> [Prompt]: What follows is a block of records; reproduce all of it verbatim.
─── Supplied records ───
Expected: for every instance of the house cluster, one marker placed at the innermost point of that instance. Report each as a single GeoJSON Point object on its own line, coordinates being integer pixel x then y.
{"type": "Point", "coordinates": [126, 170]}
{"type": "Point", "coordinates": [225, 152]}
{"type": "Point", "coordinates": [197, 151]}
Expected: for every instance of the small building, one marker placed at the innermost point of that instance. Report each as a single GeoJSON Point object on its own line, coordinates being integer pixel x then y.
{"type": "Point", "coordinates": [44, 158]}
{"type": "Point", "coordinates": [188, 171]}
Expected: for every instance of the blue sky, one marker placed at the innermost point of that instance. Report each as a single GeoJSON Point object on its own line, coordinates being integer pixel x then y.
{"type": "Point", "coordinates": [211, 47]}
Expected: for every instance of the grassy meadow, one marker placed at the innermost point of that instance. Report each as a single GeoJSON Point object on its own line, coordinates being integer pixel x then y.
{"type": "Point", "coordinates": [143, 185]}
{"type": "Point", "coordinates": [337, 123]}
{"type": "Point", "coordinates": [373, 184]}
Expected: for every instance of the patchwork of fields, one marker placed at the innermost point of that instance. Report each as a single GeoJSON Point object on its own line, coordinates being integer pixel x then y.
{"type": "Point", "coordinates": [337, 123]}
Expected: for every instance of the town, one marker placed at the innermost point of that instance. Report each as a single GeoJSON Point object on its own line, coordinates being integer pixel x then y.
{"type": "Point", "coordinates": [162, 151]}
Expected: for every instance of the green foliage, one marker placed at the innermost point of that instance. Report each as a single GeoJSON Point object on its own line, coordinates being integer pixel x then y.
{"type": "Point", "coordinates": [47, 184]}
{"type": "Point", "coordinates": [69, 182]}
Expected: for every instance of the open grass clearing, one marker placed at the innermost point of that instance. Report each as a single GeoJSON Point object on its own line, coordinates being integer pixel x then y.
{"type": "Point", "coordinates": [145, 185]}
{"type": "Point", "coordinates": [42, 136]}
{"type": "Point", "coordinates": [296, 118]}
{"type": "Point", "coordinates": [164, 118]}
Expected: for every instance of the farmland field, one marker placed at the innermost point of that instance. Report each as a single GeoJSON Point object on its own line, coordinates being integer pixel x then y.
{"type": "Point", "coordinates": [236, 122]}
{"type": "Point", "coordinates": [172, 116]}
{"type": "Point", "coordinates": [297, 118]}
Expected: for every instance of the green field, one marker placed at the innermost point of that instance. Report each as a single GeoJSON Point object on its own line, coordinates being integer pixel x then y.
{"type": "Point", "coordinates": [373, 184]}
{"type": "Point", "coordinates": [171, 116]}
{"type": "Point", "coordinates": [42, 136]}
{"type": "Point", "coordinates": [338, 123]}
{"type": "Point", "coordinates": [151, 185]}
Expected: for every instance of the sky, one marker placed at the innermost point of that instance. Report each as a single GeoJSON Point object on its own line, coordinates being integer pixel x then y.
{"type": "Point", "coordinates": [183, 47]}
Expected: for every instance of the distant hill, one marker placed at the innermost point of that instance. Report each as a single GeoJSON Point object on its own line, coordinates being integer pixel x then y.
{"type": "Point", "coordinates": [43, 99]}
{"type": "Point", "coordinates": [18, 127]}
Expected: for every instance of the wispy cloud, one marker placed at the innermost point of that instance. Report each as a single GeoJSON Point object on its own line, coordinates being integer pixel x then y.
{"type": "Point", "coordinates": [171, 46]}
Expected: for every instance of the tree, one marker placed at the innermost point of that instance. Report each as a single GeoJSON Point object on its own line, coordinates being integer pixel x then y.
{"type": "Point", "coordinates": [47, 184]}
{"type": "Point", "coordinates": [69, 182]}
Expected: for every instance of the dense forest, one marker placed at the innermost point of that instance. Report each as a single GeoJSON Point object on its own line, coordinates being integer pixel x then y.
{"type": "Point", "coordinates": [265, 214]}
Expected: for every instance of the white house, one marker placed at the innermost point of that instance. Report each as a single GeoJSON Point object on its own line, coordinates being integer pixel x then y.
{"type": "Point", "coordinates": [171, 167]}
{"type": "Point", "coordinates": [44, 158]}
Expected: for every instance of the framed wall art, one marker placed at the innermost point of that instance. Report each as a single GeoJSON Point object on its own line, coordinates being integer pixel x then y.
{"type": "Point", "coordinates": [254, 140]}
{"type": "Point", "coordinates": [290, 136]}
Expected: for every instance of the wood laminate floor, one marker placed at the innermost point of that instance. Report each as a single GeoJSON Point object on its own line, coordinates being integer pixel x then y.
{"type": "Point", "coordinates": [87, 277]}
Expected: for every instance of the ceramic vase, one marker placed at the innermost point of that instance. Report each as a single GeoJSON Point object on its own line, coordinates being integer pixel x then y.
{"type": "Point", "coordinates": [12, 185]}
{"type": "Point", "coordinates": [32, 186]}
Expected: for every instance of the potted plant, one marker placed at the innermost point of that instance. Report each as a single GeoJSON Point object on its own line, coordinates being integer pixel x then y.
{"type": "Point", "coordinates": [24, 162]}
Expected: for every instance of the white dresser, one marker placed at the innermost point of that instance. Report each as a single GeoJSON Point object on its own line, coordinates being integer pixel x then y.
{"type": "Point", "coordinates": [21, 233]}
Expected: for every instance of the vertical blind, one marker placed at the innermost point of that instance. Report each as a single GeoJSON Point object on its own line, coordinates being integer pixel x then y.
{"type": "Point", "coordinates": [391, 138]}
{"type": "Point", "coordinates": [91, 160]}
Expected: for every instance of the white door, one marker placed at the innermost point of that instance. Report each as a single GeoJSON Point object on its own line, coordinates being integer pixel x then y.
───
> [Solution]:
Expected: for every instance of the house cluster, one marker placed at the innermost point of that instance. Report each as a single GeoJSON Point object on its own line, coordinates being integer pixel x then y.
{"type": "Point", "coordinates": [126, 170]}
{"type": "Point", "coordinates": [225, 152]}
{"type": "Point", "coordinates": [197, 151]}
Expected: for every instance of the small building, one marker placed at the innermost point of that instance. Report each as a single GeoJSON Point object on its own line, coordinates being integer pixel x then y.
{"type": "Point", "coordinates": [44, 158]}
{"type": "Point", "coordinates": [188, 171]}
Expected: for every instance of the blue sky, one marker placed at the innermost point of that instance. Report each as a single GeoJSON Point object on its own line, coordinates being integer pixel x then y.
{"type": "Point", "coordinates": [211, 47]}
Expected: for every instance of the grassy meadow, one marker placed at the innermost point of that instance. Report each as a single GeoJSON Point object on its own line, coordinates being integer pixel x then y.
{"type": "Point", "coordinates": [143, 185]}
{"type": "Point", "coordinates": [337, 123]}
{"type": "Point", "coordinates": [373, 184]}
Expected: for every instance of the patchwork of fields, one marker placed at the innermost point of that instance. Report each as a single GeoJSON Point object on its own line, coordinates being integer pixel x then y.
{"type": "Point", "coordinates": [337, 123]}
Expected: for every instance of the town, one marker placed at the innermost point of that instance. Report each as a single GeoJSON Point object on its own line, coordinates being integer pixel x then y.
{"type": "Point", "coordinates": [162, 151]}
Expected: for every instance of the green foliage, one marker placed at the innermost point of that instance. Report each as a single GeoJSON Point object on its own line, coordinates being integer pixel x then y.
{"type": "Point", "coordinates": [47, 184]}
{"type": "Point", "coordinates": [69, 182]}
Expected: for every instance of the open grass clearing, one marker placed at the innermost point of that instance. Report each as a single GeoJSON Point object on its own line, coordinates being integer pixel x then y.
{"type": "Point", "coordinates": [145, 185]}
{"type": "Point", "coordinates": [42, 136]}
{"type": "Point", "coordinates": [296, 118]}
{"type": "Point", "coordinates": [164, 118]}
Expected: for every instance of the farmland field, one marker placed at the innermost point of that instance. Report each as a single GeoJSON Point object on its own line, coordinates being integer pixel x then y.
{"type": "Point", "coordinates": [236, 122]}
{"type": "Point", "coordinates": [172, 116]}
{"type": "Point", "coordinates": [297, 118]}
Expected: for every instance of the green field, one marker placed at the innermost point of that instance. Report each as a single GeoJSON Point object on its own line, coordinates being integer pixel x then y.
{"type": "Point", "coordinates": [373, 184]}
{"type": "Point", "coordinates": [171, 116]}
{"type": "Point", "coordinates": [42, 136]}
{"type": "Point", "coordinates": [338, 123]}
{"type": "Point", "coordinates": [151, 185]}
Expected: for every instance of the sky, one marker placed at the innermost point of that instance. Report each as a single GeoJSON Point object on its own line, coordinates being integer pixel x then y.
{"type": "Point", "coordinates": [183, 47]}
Expected: for every instance of the distant hill, one marker placed at the innermost point of that instance. Report each as a single GeoJSON Point object on its own line, coordinates being integer pixel x then y.
{"type": "Point", "coordinates": [43, 99]}
{"type": "Point", "coordinates": [18, 127]}
Expected: for every instance of the wispy cloud, one marker placed at the innermost point of that instance. Report each as a single GeoJSON Point object on its own line, coordinates being integer pixel x then y.
{"type": "Point", "coordinates": [171, 46]}
Expected: for every instance of the tree, one marker placed at the innermost point of that instance. Report each as a single GeoJSON Point object on its own line, coordinates being integer pixel x then y.
{"type": "Point", "coordinates": [47, 184]}
{"type": "Point", "coordinates": [69, 182]}
Expected: for every instance of the dense forest, one marker placed at the innermost point of that instance. Report each as a single GeoJSON Point object on its own line, coordinates being integer pixel x then y.
{"type": "Point", "coordinates": [265, 214]}
Expected: for every instance of the white house, one marker placed at the innermost point of that instance. Report each as a single GeoJSON Point object on its own line, coordinates being integer pixel x then y.
{"type": "Point", "coordinates": [171, 167]}
{"type": "Point", "coordinates": [44, 158]}
Expected: for every instance of the framed wall art, one marker placed at the innermost point of that instance. Report each as a single GeoJSON Point object on its own line, coordinates being integer pixel x then y.
{"type": "Point", "coordinates": [254, 140]}
{"type": "Point", "coordinates": [290, 136]}
Expected: for every instance of the wood laminate floor, one marker placed at the innermost point of that instance. Report each as a single GeoJSON Point object on its own line, coordinates being integer pixel x then y.
{"type": "Point", "coordinates": [87, 277]}
Expected: for every instance of the ceramic vase, one marker placed at the innermost point of that instance. Report each as a single GeoJSON Point object on its own line, coordinates being integer pixel x then y.
{"type": "Point", "coordinates": [12, 185]}
{"type": "Point", "coordinates": [32, 186]}
Expected: for every instance of the potted plant, one marker placed at the innermost point of that instance. Report each as a single GeoJSON Point object on its own line, coordinates being integer pixel x then y.
{"type": "Point", "coordinates": [24, 162]}
Expected: for every instance of the white dresser, one marker placed at the innermost point of that instance. Report each as a single GeoJSON Point object on its own line, coordinates being integer pixel x then y.
{"type": "Point", "coordinates": [21, 233]}
Expected: for every instance of the vertical blind, one marker placed at the innermost point of that instance. Report each as a single GeoJSON Point object on its own line, coordinates being integer pixel x then y.
{"type": "Point", "coordinates": [391, 138]}
{"type": "Point", "coordinates": [91, 160]}
Expected: for every instance of the white door, one marker placed at the innermost point of that instance. Report each as a single GeoJSON Point object on its own line, coordinates being integer pixel x then y.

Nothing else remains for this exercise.